Dataset entries:

*-*-*

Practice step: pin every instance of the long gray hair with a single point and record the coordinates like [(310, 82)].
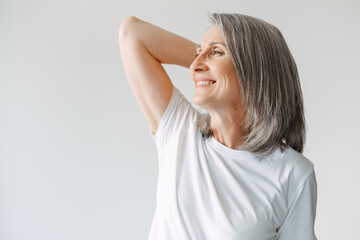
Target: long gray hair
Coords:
[(269, 83)]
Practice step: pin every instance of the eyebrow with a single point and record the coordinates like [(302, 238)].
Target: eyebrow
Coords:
[(212, 44)]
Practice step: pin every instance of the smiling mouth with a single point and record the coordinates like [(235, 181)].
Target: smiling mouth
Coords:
[(205, 83)]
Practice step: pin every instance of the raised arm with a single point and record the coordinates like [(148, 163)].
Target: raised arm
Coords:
[(144, 47)]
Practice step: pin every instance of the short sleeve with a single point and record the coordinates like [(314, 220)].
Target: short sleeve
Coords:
[(177, 116), (300, 219)]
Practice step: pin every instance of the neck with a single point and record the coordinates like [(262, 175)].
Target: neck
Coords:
[(227, 129)]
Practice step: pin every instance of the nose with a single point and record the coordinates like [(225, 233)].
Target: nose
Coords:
[(199, 64)]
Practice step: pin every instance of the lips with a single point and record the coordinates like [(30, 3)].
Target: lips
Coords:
[(203, 82)]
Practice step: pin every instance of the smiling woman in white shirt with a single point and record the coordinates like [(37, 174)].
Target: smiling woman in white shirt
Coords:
[(236, 172)]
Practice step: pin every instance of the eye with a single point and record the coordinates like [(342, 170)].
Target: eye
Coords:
[(216, 52)]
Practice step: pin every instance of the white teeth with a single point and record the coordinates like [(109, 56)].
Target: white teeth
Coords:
[(204, 83)]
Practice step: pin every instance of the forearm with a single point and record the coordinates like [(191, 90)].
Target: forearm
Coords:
[(164, 46)]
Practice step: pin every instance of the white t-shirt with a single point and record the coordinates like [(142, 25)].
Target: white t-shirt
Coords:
[(207, 190)]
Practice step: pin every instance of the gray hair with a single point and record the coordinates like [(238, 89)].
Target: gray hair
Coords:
[(269, 83)]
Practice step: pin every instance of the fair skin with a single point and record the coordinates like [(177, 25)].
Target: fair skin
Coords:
[(222, 99), (145, 47)]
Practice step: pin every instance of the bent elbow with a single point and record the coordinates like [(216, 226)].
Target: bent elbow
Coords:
[(127, 26)]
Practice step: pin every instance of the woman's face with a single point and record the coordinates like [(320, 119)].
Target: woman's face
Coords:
[(216, 84)]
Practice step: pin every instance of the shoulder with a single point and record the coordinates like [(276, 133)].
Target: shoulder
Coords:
[(293, 170), (296, 163)]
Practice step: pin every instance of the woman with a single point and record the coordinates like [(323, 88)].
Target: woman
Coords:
[(237, 172)]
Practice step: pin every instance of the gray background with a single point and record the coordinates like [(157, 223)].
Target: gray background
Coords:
[(76, 159)]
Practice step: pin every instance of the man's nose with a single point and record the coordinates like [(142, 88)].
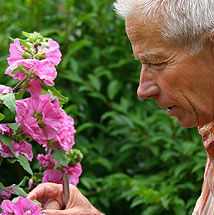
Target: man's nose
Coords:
[(147, 86)]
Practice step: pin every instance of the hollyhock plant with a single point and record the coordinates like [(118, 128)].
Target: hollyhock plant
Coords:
[(46, 160), (52, 175), (22, 147), (7, 207), (5, 89), (51, 53), (6, 194), (44, 69), (16, 52), (22, 206), (65, 137), (5, 129), (34, 87), (40, 118), (74, 173)]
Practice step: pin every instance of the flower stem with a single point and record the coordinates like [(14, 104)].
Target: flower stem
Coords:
[(19, 84)]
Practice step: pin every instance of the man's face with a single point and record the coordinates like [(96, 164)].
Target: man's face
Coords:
[(181, 83)]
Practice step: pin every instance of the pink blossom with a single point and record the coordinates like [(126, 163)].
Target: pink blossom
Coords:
[(5, 89), (53, 53), (73, 173), (44, 69), (45, 160), (7, 207), (52, 175), (40, 118), (5, 129), (6, 194), (22, 147), (16, 52), (65, 137), (24, 207), (34, 87)]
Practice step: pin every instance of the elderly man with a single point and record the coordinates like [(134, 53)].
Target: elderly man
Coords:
[(174, 41)]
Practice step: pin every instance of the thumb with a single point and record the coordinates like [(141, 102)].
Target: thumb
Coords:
[(68, 212), (52, 204)]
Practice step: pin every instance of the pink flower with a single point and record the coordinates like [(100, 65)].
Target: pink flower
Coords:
[(74, 173), (5, 89), (52, 53), (16, 52), (6, 194), (5, 129), (40, 118), (26, 207), (7, 207), (65, 137), (34, 87), (22, 147), (52, 175), (44, 69), (45, 160)]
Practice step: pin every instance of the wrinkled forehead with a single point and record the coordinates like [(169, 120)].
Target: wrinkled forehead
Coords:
[(139, 29)]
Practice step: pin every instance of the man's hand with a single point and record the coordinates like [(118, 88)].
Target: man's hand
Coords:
[(77, 204)]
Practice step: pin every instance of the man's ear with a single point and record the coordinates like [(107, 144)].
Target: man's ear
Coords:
[(212, 37)]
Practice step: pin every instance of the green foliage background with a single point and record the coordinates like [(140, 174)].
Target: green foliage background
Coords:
[(137, 159)]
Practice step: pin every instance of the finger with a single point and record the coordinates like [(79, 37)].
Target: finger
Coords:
[(52, 204), (76, 211), (47, 191)]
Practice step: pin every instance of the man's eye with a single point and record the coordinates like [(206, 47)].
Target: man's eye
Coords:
[(157, 66)]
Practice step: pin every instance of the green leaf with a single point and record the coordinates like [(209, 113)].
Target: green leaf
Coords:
[(11, 160), (113, 89), (60, 156), (1, 159), (3, 187), (19, 191), (9, 101), (24, 163), (1, 116), (14, 126), (56, 93), (84, 126), (8, 142), (17, 69), (19, 94)]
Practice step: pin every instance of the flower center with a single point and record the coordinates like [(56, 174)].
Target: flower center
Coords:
[(38, 116), (28, 212)]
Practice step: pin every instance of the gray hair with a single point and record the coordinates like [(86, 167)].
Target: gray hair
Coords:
[(188, 23)]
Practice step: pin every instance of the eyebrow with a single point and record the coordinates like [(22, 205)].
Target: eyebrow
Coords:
[(150, 57)]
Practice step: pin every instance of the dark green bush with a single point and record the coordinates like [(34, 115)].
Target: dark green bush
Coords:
[(137, 159)]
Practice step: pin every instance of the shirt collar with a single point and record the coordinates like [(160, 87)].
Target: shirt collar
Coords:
[(207, 133)]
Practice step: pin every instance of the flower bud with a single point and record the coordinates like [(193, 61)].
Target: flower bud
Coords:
[(31, 184), (26, 55), (74, 156), (40, 55)]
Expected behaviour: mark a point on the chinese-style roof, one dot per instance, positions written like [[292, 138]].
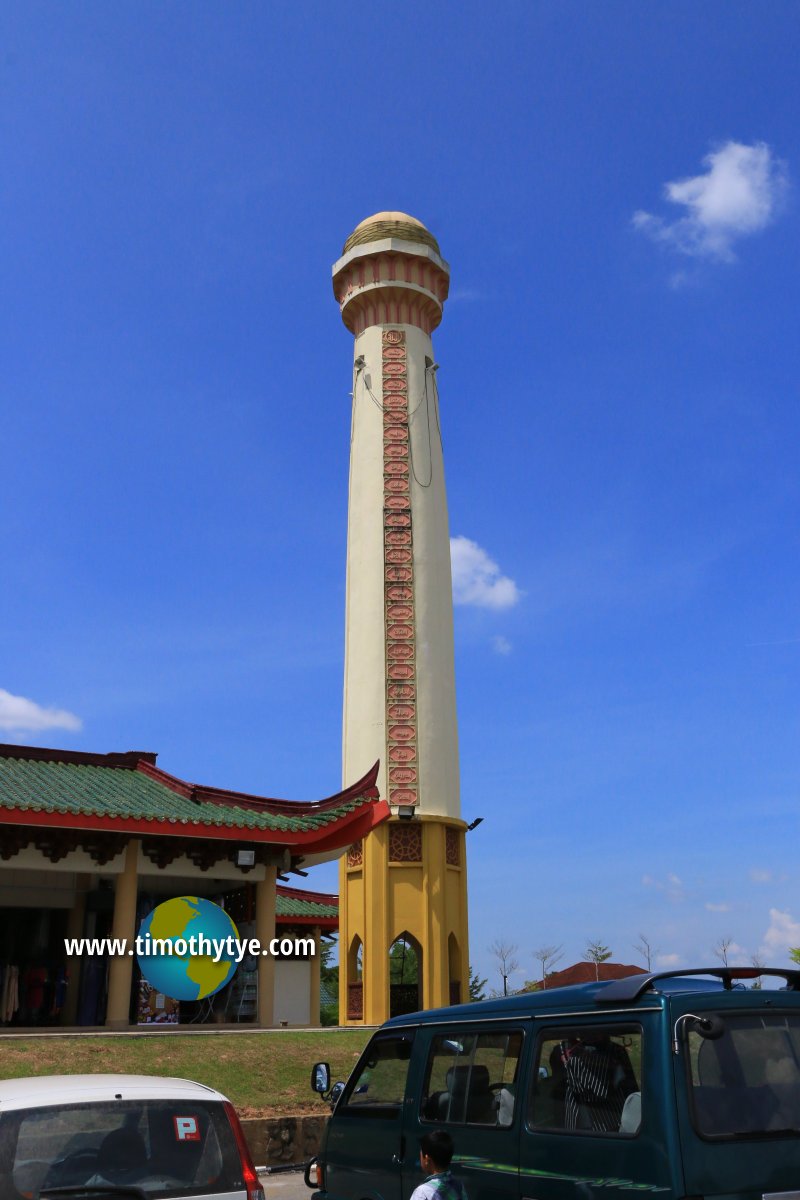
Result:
[[128, 793], [589, 972], [300, 907]]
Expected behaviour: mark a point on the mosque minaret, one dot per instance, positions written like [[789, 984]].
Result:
[[407, 880]]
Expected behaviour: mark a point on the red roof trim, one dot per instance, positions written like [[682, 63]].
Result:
[[320, 922], [330, 898], [145, 762], [365, 786], [125, 761], [349, 828]]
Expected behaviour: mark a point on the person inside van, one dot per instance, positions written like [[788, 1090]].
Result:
[[435, 1156]]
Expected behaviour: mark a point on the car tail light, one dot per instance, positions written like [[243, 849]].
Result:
[[252, 1186], [314, 1175]]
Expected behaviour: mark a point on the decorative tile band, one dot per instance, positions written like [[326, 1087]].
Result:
[[402, 778], [355, 853]]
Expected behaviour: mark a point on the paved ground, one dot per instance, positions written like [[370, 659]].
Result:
[[286, 1186]]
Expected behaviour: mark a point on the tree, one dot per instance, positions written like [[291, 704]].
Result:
[[597, 953], [504, 952], [476, 985], [644, 947], [548, 955], [758, 964], [721, 949]]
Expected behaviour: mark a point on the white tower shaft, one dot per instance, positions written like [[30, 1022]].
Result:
[[400, 694]]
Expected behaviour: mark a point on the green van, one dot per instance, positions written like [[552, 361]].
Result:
[[685, 1084]]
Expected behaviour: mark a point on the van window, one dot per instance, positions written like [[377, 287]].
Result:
[[378, 1084], [588, 1080], [471, 1078], [746, 1083]]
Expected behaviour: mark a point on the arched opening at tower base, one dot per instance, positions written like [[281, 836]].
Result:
[[404, 976], [355, 981]]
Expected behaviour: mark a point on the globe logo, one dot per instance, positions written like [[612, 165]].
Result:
[[187, 948]]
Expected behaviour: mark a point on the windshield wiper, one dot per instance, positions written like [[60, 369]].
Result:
[[95, 1189], [765, 1133]]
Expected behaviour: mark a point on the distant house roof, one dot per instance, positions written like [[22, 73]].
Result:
[[296, 906], [128, 793], [588, 972]]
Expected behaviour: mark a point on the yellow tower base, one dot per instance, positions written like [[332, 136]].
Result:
[[405, 880]]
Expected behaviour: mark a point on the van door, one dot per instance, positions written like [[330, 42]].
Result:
[[597, 1122], [365, 1145], [469, 1087], [738, 1085]]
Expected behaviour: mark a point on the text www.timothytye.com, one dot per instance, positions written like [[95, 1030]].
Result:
[[216, 948]]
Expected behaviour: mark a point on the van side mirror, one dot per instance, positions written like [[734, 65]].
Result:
[[320, 1078]]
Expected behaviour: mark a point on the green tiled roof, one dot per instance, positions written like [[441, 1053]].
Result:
[[295, 906], [83, 790]]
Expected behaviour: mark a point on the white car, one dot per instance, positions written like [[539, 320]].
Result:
[[100, 1137]]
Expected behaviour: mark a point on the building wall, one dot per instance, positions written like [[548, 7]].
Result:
[[293, 993]]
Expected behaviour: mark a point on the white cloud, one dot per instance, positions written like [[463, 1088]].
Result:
[[476, 577], [20, 715], [739, 195], [672, 886], [783, 934]]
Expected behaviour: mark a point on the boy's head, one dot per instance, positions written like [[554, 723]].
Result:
[[437, 1150]]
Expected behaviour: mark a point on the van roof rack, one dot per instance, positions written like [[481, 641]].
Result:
[[632, 987]]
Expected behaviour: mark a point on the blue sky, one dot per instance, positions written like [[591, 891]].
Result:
[[615, 189]]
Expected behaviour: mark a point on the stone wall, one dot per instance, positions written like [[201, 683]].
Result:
[[280, 1141]]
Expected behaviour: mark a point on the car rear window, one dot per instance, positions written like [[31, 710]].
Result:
[[169, 1147]]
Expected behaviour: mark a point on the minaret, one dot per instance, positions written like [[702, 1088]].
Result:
[[407, 880]]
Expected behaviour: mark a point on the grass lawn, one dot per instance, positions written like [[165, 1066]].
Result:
[[264, 1074]]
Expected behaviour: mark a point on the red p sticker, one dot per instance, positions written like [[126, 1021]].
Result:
[[186, 1129]]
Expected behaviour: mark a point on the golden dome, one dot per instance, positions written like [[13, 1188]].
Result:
[[391, 225]]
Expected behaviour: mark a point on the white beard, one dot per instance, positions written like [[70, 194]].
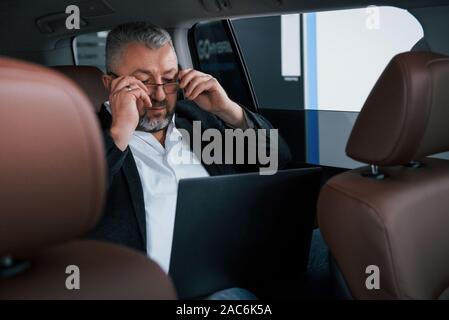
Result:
[[147, 125]]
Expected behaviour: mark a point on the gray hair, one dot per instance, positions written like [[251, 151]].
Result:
[[148, 34]]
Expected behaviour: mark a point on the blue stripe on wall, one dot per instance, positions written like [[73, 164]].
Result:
[[313, 155]]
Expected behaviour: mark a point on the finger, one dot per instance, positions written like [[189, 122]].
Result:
[[183, 72], [188, 77], [201, 88], [140, 94], [194, 82]]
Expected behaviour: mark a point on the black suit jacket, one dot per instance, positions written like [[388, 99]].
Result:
[[123, 219]]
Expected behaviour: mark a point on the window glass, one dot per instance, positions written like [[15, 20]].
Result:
[[216, 56]]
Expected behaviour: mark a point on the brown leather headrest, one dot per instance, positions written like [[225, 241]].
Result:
[[52, 170], [406, 116], [89, 79]]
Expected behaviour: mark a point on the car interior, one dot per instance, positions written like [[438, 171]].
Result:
[[381, 193]]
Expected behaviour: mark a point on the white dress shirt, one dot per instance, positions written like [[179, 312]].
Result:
[[160, 170]]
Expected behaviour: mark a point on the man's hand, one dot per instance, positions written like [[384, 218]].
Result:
[[207, 92], [128, 97]]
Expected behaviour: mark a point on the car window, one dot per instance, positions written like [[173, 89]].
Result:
[[214, 54], [323, 64]]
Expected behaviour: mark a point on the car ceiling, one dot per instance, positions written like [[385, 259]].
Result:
[[19, 18]]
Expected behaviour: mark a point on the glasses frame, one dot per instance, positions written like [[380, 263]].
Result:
[[152, 87]]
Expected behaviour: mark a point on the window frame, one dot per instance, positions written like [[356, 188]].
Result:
[[227, 25]]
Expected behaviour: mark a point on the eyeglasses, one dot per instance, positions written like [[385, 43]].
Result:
[[168, 87]]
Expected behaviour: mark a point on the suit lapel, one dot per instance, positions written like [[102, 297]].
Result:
[[136, 193], [132, 178]]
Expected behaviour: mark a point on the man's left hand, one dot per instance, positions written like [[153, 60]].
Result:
[[207, 92]]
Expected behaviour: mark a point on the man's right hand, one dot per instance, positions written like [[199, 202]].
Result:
[[128, 97]]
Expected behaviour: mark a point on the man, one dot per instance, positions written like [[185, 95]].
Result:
[[142, 122]]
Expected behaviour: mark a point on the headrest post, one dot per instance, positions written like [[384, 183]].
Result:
[[9, 267]]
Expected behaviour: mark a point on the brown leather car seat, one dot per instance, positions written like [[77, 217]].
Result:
[[394, 214], [52, 170], [89, 80]]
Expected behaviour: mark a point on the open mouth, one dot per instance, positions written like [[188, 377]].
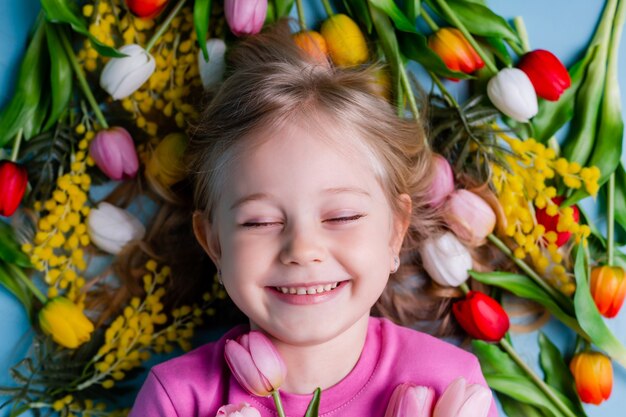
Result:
[[309, 290]]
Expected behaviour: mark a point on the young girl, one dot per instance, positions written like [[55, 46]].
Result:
[[308, 192]]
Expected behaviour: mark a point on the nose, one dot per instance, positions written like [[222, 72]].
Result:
[[302, 246]]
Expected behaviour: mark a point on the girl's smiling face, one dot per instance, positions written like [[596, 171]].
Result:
[[304, 235]]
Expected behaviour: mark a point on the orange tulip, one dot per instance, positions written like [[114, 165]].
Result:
[[593, 374], [608, 289]]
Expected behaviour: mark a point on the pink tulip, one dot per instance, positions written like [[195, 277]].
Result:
[[255, 363], [114, 152], [245, 17], [469, 217], [443, 182], [463, 400], [409, 400], [241, 410]]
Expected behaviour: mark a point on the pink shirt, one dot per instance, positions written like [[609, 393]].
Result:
[[198, 383]]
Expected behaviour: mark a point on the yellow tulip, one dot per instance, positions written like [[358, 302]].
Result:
[[346, 44], [65, 322]]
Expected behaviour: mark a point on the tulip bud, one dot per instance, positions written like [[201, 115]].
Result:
[[114, 153], [446, 260], [345, 41], [455, 51], [13, 182], [245, 17], [511, 91], [110, 227], [146, 9], [255, 363], [212, 72], [408, 400], [548, 75], [469, 217], [463, 400], [241, 410], [551, 222], [123, 76], [593, 374], [443, 181], [313, 44], [166, 166], [481, 316], [65, 322], [608, 289]]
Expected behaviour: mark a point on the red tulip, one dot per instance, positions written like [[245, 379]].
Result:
[[548, 75], [146, 9], [13, 181], [255, 363], [608, 289], [481, 316], [409, 400], [551, 222], [593, 374], [455, 51], [114, 152]]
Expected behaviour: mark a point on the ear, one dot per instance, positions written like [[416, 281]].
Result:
[[401, 223], [206, 236]]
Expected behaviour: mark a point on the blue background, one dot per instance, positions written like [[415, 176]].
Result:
[[561, 26]]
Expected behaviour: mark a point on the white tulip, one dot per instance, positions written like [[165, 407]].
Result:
[[446, 260], [110, 228], [512, 92], [212, 72], [123, 76]]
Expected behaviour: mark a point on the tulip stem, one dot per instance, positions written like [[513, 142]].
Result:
[[164, 25], [610, 220], [82, 81], [16, 145], [449, 13], [278, 403], [301, 19], [520, 27], [27, 282], [538, 381], [558, 297], [429, 20]]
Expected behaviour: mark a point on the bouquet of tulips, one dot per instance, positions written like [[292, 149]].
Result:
[[106, 89]]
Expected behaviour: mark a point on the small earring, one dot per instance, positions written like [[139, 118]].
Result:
[[396, 264]]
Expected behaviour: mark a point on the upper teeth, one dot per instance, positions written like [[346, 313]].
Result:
[[315, 289]]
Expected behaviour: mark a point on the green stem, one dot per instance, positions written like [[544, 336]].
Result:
[[27, 281], [301, 19], [278, 403], [429, 20], [460, 26], [164, 25], [82, 80], [535, 378], [557, 296], [329, 10], [16, 145], [610, 221], [520, 27]]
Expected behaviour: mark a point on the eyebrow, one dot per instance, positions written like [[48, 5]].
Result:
[[265, 196]]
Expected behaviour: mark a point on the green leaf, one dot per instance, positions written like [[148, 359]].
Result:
[[201, 16], [524, 287], [557, 373], [589, 317], [314, 406], [64, 11], [553, 115], [478, 19], [60, 75], [25, 102]]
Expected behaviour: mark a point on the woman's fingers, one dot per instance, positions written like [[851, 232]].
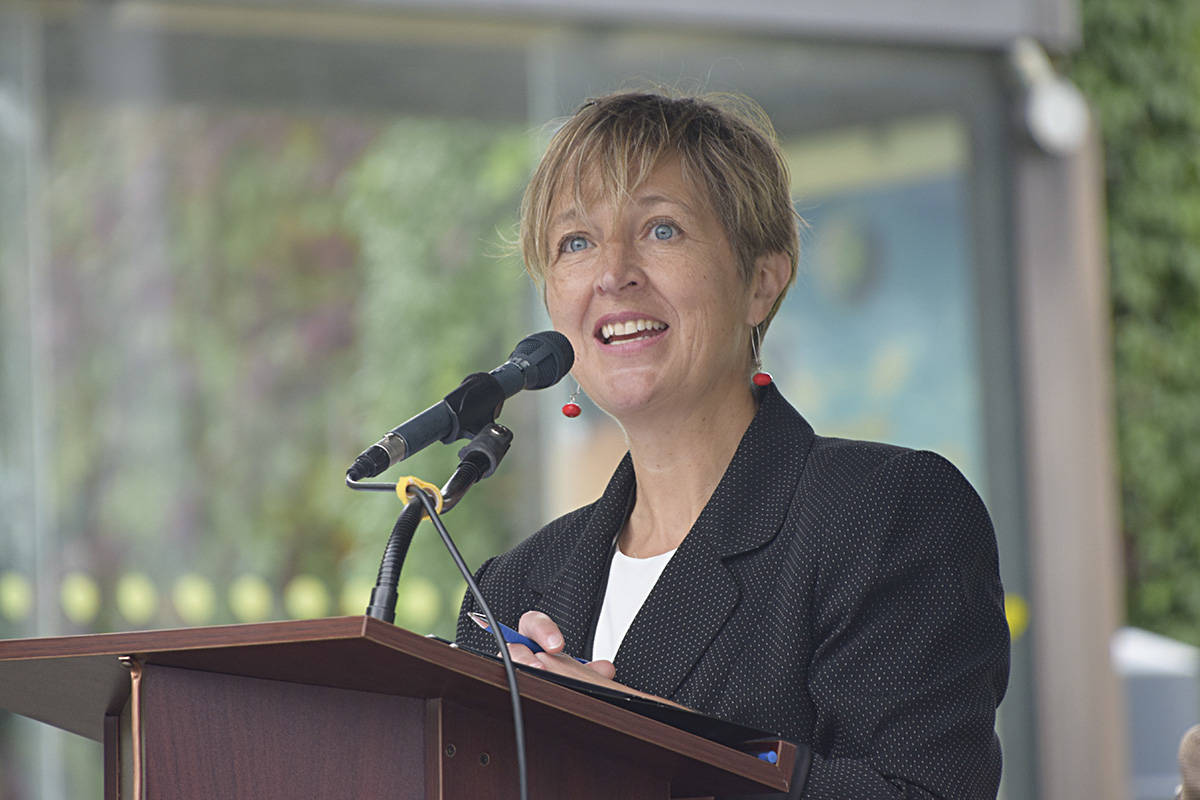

*-*-*

TASK OBJECTIVE:
Write out again, word for word, the items above from the very first line through the line holding "[(212, 44)]", both ends included. Leave the picture out of your answer.

CORRECT OUTPUT:
Practice step: pin every instance of the long gray hair with a single point and record the coordinates like [(310, 82)].
Target: long gray hair
Coords:
[(269, 83)]
Practice step: pin every instance of the eyebrow with a single point and record the coordinates like [(302, 238)].
Target: eyebrow
Coords:
[(212, 44)]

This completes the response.